WHAT IS BEING ASKED:
Rewrite the stretch from the line containing "Locate every instance of the pine" through the end of the source data, changing "set a point" to "place a marker" and leaving all else unchanged. Return only those lines.

Source data:
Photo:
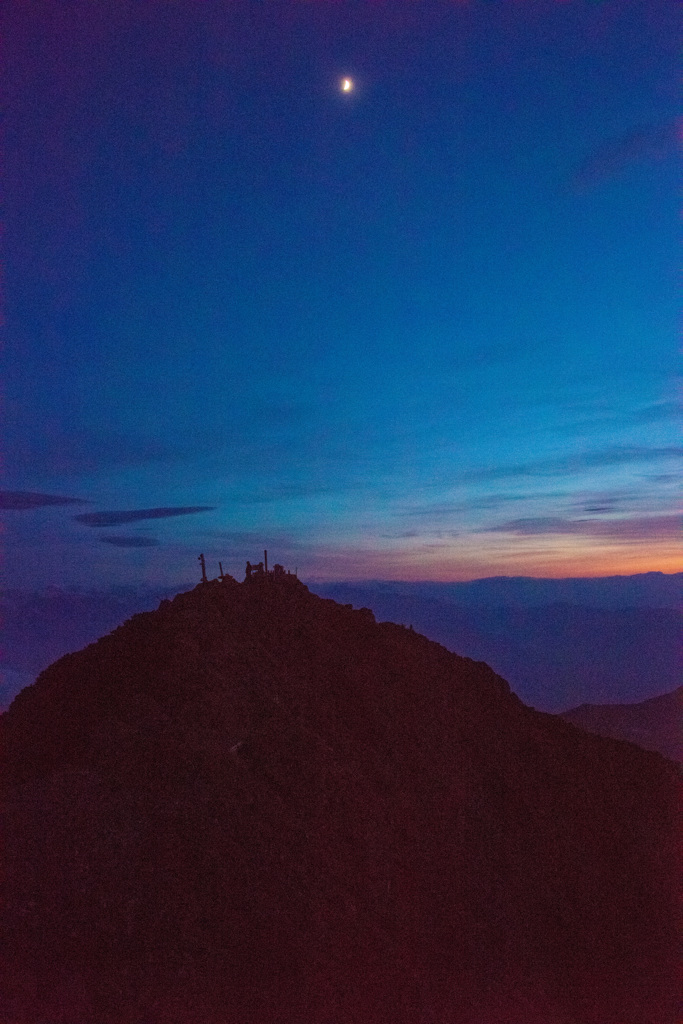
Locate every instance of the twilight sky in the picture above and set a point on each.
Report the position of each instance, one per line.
(423, 329)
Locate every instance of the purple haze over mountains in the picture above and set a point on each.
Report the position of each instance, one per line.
(558, 642)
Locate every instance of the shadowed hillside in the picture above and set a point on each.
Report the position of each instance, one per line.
(654, 724)
(555, 655)
(255, 805)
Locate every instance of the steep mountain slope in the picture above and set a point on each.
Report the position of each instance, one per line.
(256, 805)
(654, 724)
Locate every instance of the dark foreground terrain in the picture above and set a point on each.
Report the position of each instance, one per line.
(655, 724)
(256, 806)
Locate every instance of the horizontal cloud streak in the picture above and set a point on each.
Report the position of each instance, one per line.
(648, 142)
(131, 542)
(29, 500)
(616, 456)
(117, 518)
(633, 528)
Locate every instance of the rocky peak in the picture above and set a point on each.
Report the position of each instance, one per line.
(266, 805)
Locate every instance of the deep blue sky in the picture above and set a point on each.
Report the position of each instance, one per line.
(423, 330)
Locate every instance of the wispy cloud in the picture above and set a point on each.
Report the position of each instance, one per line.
(130, 542)
(631, 528)
(117, 518)
(616, 456)
(648, 142)
(31, 500)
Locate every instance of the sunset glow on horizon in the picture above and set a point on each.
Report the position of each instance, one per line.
(392, 295)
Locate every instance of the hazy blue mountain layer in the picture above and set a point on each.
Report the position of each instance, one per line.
(257, 805)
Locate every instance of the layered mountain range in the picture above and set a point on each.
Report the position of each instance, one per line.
(255, 804)
(655, 724)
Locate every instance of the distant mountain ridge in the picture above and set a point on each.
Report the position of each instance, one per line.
(254, 804)
(655, 724)
(643, 590)
(554, 656)
(605, 640)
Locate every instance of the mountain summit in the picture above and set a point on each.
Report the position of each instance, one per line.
(257, 806)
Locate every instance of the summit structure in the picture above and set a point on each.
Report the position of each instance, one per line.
(254, 805)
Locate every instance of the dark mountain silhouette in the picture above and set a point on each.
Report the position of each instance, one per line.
(38, 627)
(654, 724)
(554, 655)
(255, 805)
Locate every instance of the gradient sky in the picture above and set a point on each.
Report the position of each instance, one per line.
(426, 329)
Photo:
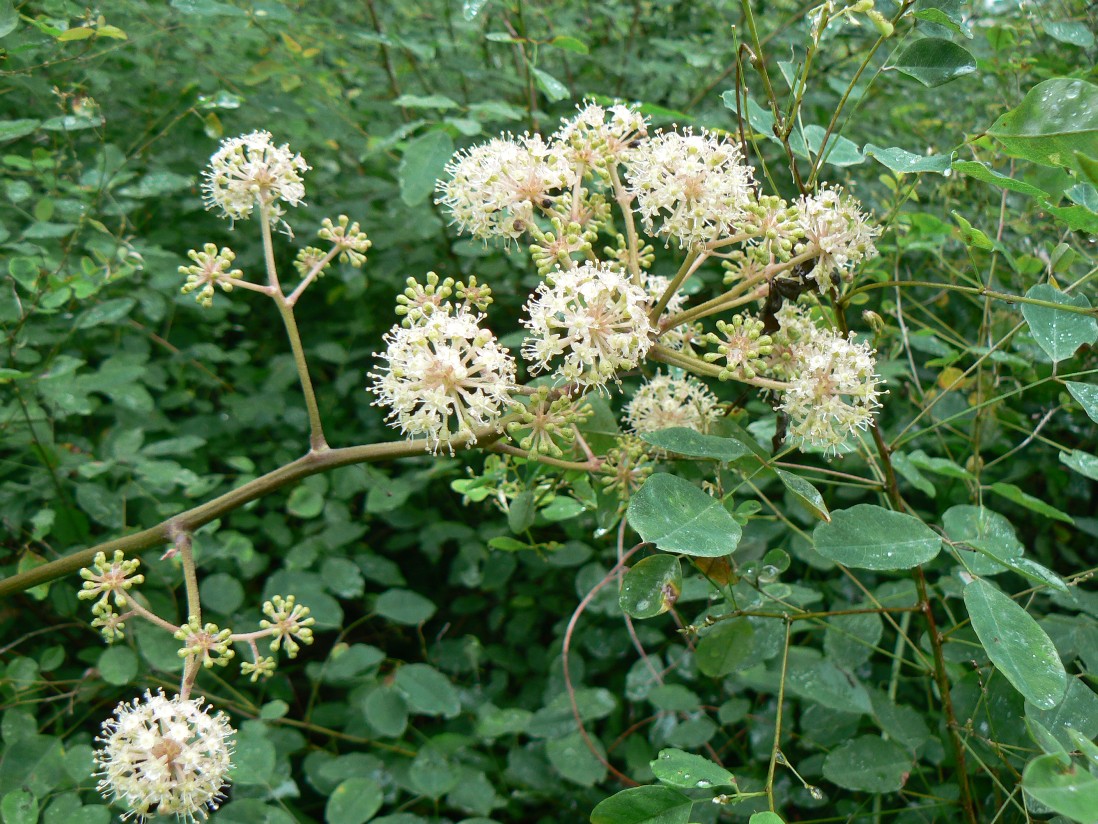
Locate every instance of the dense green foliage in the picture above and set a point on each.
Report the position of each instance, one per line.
(914, 618)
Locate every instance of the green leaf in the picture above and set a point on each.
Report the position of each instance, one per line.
(1017, 645)
(986, 174)
(871, 537)
(685, 770)
(9, 18)
(905, 162)
(354, 801)
(13, 129)
(471, 8)
(643, 805)
(19, 806)
(552, 88)
(869, 764)
(1055, 119)
(573, 759)
(105, 314)
(1059, 333)
(385, 711)
(426, 101)
(1023, 499)
(806, 494)
(423, 163)
(651, 587)
(934, 62)
(680, 518)
(404, 607)
(118, 665)
(1070, 791)
(1082, 463)
(570, 44)
(725, 648)
(208, 9)
(1074, 34)
(1087, 397)
(427, 691)
(682, 441)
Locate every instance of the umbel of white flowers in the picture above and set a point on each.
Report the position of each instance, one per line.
(160, 756)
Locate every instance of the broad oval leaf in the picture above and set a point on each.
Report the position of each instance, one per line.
(1070, 791)
(680, 518)
(1060, 333)
(676, 768)
(643, 805)
(726, 648)
(869, 764)
(1016, 644)
(651, 587)
(684, 441)
(1087, 397)
(1055, 119)
(899, 159)
(933, 62)
(873, 537)
(423, 163)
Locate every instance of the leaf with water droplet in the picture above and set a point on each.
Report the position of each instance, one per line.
(1016, 644)
(1055, 119)
(872, 537)
(1070, 791)
(869, 764)
(686, 770)
(1055, 331)
(680, 518)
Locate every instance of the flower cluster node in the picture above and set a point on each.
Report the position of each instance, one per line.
(348, 237)
(290, 623)
(545, 422)
(421, 301)
(627, 466)
(250, 170)
(496, 189)
(309, 258)
(210, 269)
(444, 376)
(260, 668)
(694, 186)
(835, 229)
(593, 318)
(597, 137)
(742, 346)
(161, 756)
(209, 643)
(832, 390)
(667, 401)
(105, 578)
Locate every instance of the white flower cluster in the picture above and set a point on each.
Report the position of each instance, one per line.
(838, 231)
(250, 170)
(444, 376)
(695, 185)
(832, 389)
(667, 401)
(593, 318)
(161, 756)
(494, 190)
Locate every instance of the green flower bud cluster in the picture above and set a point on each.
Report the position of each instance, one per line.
(209, 643)
(419, 301)
(348, 237)
(742, 345)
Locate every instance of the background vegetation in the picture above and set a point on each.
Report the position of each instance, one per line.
(435, 690)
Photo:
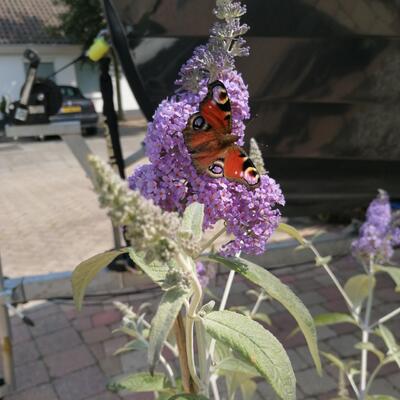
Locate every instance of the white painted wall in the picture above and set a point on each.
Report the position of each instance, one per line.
(12, 74)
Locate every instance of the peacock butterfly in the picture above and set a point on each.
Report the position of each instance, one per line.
(211, 144)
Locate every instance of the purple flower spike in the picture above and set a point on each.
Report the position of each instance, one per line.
(172, 181)
(378, 234)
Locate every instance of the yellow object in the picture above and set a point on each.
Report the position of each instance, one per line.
(98, 49)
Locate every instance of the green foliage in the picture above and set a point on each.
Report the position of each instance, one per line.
(140, 382)
(292, 232)
(167, 311)
(394, 273)
(85, 272)
(81, 21)
(257, 346)
(280, 292)
(155, 270)
(192, 221)
(391, 343)
(358, 288)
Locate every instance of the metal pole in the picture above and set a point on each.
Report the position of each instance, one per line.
(5, 338)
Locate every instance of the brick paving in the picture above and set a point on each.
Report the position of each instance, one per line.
(48, 216)
(71, 357)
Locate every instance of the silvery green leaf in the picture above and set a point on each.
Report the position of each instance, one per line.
(140, 382)
(393, 272)
(390, 342)
(85, 272)
(232, 365)
(192, 221)
(257, 346)
(280, 292)
(156, 270)
(371, 348)
(161, 324)
(358, 288)
(136, 344)
(292, 232)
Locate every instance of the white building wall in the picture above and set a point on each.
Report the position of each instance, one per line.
(12, 74)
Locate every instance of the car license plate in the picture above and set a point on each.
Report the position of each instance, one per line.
(71, 109)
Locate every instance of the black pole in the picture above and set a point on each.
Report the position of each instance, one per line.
(106, 88)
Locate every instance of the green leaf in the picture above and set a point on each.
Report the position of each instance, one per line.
(394, 273)
(248, 388)
(280, 292)
(329, 319)
(140, 382)
(161, 324)
(136, 344)
(85, 272)
(372, 348)
(262, 317)
(358, 288)
(186, 396)
(193, 221)
(333, 318)
(155, 270)
(292, 232)
(233, 365)
(334, 360)
(257, 346)
(390, 342)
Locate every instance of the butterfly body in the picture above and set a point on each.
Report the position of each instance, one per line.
(211, 144)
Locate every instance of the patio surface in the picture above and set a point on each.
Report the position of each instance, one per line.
(68, 355)
(50, 221)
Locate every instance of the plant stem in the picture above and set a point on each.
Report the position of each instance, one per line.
(228, 287)
(179, 329)
(365, 338)
(212, 240)
(386, 318)
(261, 297)
(168, 370)
(353, 385)
(334, 280)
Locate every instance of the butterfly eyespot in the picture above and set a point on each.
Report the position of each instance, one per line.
(216, 169)
(220, 95)
(198, 122)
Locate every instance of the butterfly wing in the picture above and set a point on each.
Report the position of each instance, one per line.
(211, 144)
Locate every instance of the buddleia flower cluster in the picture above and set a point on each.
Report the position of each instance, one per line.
(171, 180)
(149, 229)
(379, 233)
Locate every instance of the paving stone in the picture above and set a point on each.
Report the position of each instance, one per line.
(384, 386)
(82, 323)
(344, 345)
(106, 318)
(97, 334)
(25, 352)
(61, 364)
(311, 383)
(59, 341)
(111, 366)
(51, 323)
(81, 384)
(20, 333)
(134, 361)
(112, 345)
(105, 396)
(42, 392)
(31, 374)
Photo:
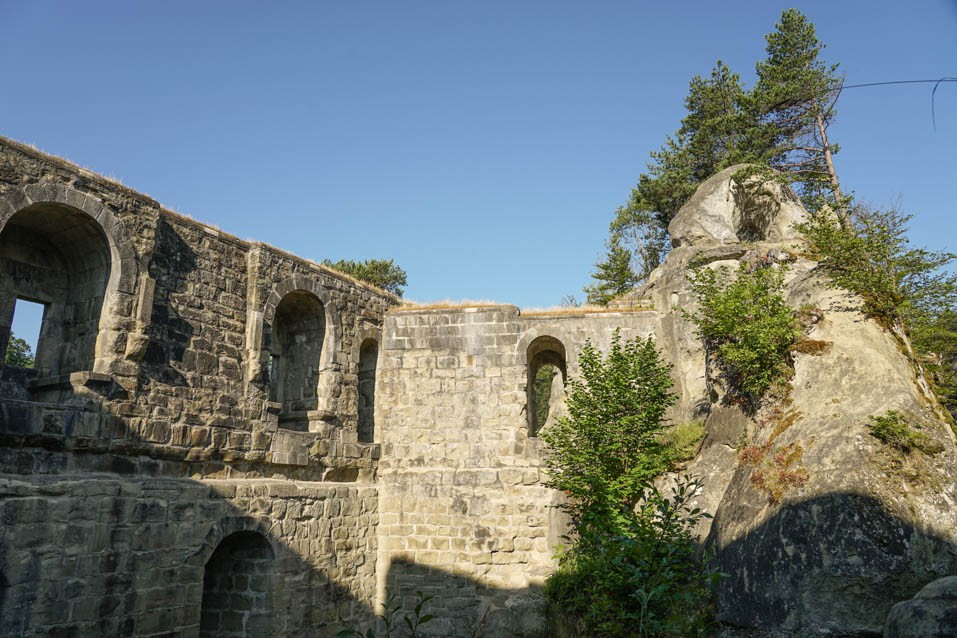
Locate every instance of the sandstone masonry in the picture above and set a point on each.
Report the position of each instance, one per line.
(222, 439)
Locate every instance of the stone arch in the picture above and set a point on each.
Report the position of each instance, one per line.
(75, 256)
(546, 363)
(238, 582)
(299, 310)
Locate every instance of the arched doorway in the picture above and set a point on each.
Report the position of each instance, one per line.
(57, 256)
(237, 588)
(547, 374)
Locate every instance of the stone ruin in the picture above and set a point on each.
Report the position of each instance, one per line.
(221, 439)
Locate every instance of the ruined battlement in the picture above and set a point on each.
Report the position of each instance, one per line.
(221, 439)
(170, 347)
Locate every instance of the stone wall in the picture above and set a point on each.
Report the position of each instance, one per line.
(149, 435)
(463, 512)
(85, 555)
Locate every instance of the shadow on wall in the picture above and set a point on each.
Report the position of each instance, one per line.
(112, 557)
(462, 606)
(169, 333)
(835, 564)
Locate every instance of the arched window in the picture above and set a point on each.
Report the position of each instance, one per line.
(546, 381)
(368, 354)
(237, 588)
(295, 348)
(57, 256)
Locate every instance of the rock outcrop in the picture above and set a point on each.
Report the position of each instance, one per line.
(870, 525)
(932, 613)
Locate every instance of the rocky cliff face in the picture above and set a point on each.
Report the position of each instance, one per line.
(870, 525)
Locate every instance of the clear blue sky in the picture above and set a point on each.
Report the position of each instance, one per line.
(482, 145)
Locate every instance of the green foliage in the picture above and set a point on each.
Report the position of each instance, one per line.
(382, 273)
(936, 340)
(608, 447)
(683, 440)
(646, 580)
(394, 622)
(747, 327)
(793, 103)
(18, 353)
(871, 256)
(613, 276)
(781, 123)
(634, 569)
(892, 428)
(778, 469)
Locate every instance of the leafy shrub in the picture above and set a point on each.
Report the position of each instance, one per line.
(747, 325)
(18, 353)
(647, 581)
(871, 256)
(633, 569)
(394, 622)
(608, 447)
(892, 428)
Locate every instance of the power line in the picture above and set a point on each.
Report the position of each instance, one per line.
(933, 94)
(937, 81)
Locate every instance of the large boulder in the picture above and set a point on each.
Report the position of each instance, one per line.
(820, 526)
(734, 206)
(932, 613)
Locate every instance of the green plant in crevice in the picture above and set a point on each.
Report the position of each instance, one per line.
(650, 579)
(394, 622)
(871, 256)
(683, 440)
(894, 429)
(746, 326)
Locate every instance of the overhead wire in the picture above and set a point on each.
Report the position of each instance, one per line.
(933, 94)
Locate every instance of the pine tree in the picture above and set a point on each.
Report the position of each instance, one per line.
(793, 101)
(613, 276)
(710, 138)
(782, 123)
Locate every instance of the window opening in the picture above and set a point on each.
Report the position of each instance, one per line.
(546, 382)
(237, 588)
(368, 354)
(24, 333)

FINISHED ANSWER:
Locate every instance of the pine tree in the picture above and place a marker on each.
Report the position of each instance, one per line.
(793, 101)
(613, 276)
(710, 138)
(782, 123)
Locate every instance of the window opening in the picture above and place a marker on each.
Report the position of each instance, one per line.
(546, 382)
(237, 588)
(368, 354)
(24, 333)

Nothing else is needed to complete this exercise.